Text under study
In March 1999, NATO forces began bombing the Federal Republic of Yugoslavia due to an exodus and alleged crimes committed by Serb military and police forces against the ethnic Albanian population in Kosovo.

During the war in Kosovo, more than 13,000 people were killed or disappeared.

The Racak Massacre

"At the beginning of 1999, Serb forces clashed with the KLA [Kosovo Liberation Army] and liberated the Kosovar village of Racak from Albanian terrorists. William Walker, the head of the OSCE monitoring mission that was in Racak during the conflict, accused the Serb forces of war crimes against Albanian civilians who were not even in the village."

On January 15, 1999, Serb police and military forces in Kosovo killed 45 ethnic Albanian civilians, including women and children, in Racak.

The Hague tribunal concluded that most of those killed were shot in the head, seemingly from close range.

Serbian policemen move into position on January 18 in Racak.

Multiple reports from the OSCE and Human Rights Watch (HRW) characterize the events in Racak as a massacre of ethnic Albanian civilians by Serb forces. The massacre was crucial to NATO's decision to launch air strikes against the Federal Republic of Yugoslavia.

Serbian authorities, including current Serbian President Aleksandar Vucic, describe Racak as a "fabricated" incident.

How Do The Serbian Government And The Publisher Respond To Criticism Of The Textbook?

Serbian institutions have responded to these and other points of criticism regarding the textbook by saying that it was approved in accordance with Serbian law.

The Institute for the Improvement of Education largely echoed that view. Its representative tell RFE/RL's Balkan Service that the Novi Logos textbook follows the curriculum and is "based on accepted scientific theories, facts, conclusions, interpretations, current data, and contemporary achievements."

The Serbian Education Ministry, which has the final say in approving textbooks, hasn't responded to an inquiry by RFE/RL's Balkan Service.

Novi Logos responds by saying the textbook "is not written according to the free discretion of the author but exclusively in accordance with the lesson plan and program [that is] appropriate for the age of the students.

"The authors tried to objectively and impartially present the events or personalities prescribed by the plan and program," it says.

It adds that its sources were "the most verifiable and represent the most recent scope of Serbian historiography in the domain of national history, as well as European and world scope in the domain of general history."

What Do Serbian Students Say?

"The [former Yugoslavia] led a rather anti-Serb policy at many moments," 19-year-old Milica, who graduated from a Belgrade high school last year, says of the lessons she learned from history class about the breakup of Yugoslavia. "It was wrong for the Serb people, disastrous for us."

Although textbooks contain lessons on the disintegration of Yugoslavia, another 2022 high-school graduate, Ilija Siljegovic, says he and his classmates weren't actually taught anything about it.

"The last lesson we had was World War II and its aftermath," Siljegovic says. "We didn't cover the topics of Kosovo or the disintegration of [Yugoslavia] at all."

Another, Marko Ogrenjac, also says he learned nothing at school about war on the territory of the former Yugoslavia.

"Because of the coronavirus, we were quite late on lectures. The professor told us to try to do our own research," Ogrenjac says.

What this task involves
Rewrite the article on Serbian history textbooks from "What Do Serbian" up to and including "the former Yugoslavia.", substituting "fellow students" for "classmates".

Data

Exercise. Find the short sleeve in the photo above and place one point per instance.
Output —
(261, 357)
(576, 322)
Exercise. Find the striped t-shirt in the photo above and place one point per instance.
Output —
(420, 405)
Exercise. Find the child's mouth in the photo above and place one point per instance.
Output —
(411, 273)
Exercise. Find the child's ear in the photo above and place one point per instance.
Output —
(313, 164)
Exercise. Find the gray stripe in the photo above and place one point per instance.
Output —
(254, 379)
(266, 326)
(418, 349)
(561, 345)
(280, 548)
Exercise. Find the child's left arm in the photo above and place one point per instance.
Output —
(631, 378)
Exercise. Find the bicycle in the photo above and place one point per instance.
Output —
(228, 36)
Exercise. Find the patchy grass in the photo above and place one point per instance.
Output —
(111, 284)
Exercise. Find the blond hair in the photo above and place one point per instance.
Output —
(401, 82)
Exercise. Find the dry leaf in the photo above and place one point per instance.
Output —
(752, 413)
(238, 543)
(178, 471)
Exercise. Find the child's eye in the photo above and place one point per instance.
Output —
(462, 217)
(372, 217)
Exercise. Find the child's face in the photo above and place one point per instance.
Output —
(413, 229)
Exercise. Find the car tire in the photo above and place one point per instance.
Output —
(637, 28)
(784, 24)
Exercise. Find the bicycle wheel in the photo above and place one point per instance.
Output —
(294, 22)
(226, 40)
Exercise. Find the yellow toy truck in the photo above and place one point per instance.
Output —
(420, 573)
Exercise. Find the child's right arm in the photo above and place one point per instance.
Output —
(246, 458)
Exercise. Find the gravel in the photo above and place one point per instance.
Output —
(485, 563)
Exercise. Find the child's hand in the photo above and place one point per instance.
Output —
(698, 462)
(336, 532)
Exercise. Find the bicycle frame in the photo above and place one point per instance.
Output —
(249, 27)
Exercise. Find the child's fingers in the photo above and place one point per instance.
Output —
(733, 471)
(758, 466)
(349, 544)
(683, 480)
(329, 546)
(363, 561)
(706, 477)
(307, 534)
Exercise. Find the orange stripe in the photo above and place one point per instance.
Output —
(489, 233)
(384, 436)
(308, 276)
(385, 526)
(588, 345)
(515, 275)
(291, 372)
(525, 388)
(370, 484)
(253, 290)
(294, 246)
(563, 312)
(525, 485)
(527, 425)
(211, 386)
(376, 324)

Problem solution
What Do Serbian Students Say?

"The [former Yugoslavia] led a rather anti-Serb policy at many moments," 19-year-old Milica, who graduated from a Belgrade high school last year, says of the lessons she learned from history class about the breakup of Yugoslavia. "It was wrong for the Serb people, disastrous for us."

Although textbooks contain lessons on the disintegration of Yugoslavia, another 2022 high-school graduate, Ilija Siljegovic, says he and his fellow students weren't actually taught anything about it.

"The last lesson we had was World War II and its aftermath," Siljegovic says. "We didn't cover the topics of Kosovo or the disintegration of [Yugoslavia] at all."

Another, Marko Ogrenjac, also says he learned nothing at school about war on the territory of the former Yugoslavia.